▶ [Your objective]: Rewrite all the rows below so that every instance of "rough mask" becomes "coarse mask", with nothing else changed. Leave the pictures out of your answer.
::::::
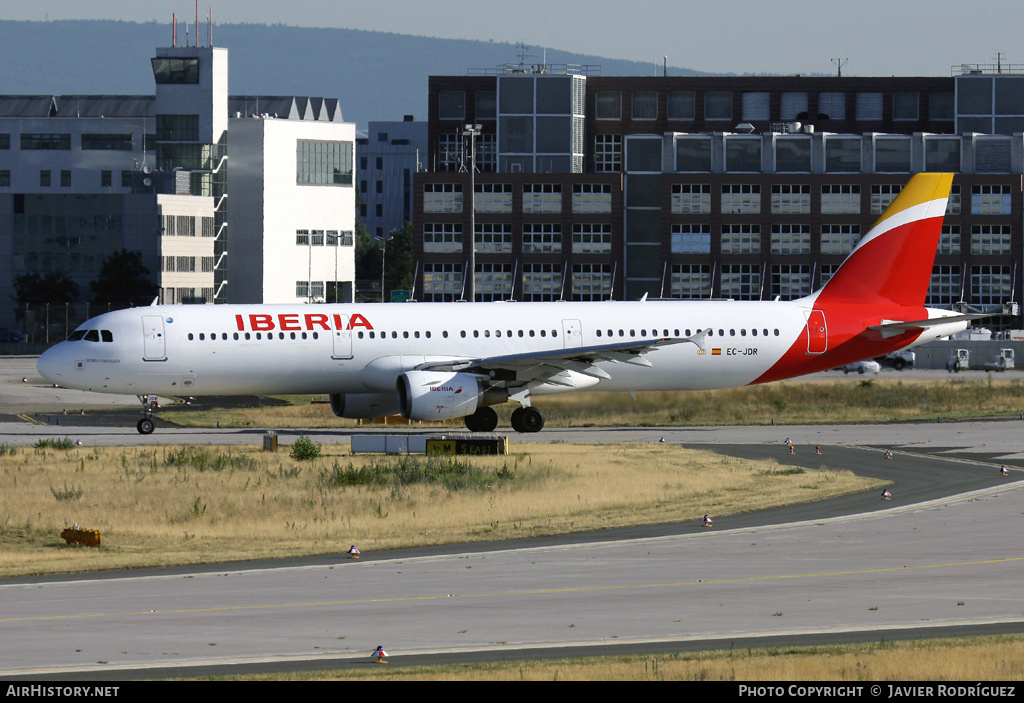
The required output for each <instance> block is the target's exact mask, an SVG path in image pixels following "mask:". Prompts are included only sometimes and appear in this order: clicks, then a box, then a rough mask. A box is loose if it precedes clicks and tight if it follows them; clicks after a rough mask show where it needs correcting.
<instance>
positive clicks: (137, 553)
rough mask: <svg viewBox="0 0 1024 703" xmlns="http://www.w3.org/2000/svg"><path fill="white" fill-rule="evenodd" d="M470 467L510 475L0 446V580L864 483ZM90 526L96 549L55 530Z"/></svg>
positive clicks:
::::::
▶ [Task solution]:
The required output for each <instance> block is the target's exact mask, an SVG path in image pixels following "mask:". Prompts are included only sometimes and appear in this order: clicks, then a box, then a coarse mask. A box is loose if it precedes clicks and tight if it follows them; clicks after a coarse mask show where it needs correcting.
<instance>
positive clicks: (137, 553)
coarse mask: <svg viewBox="0 0 1024 703" xmlns="http://www.w3.org/2000/svg"><path fill="white" fill-rule="evenodd" d="M470 467L510 475L0 446V580L864 483ZM90 526L96 549L55 530Z"/></svg>
positive clicks:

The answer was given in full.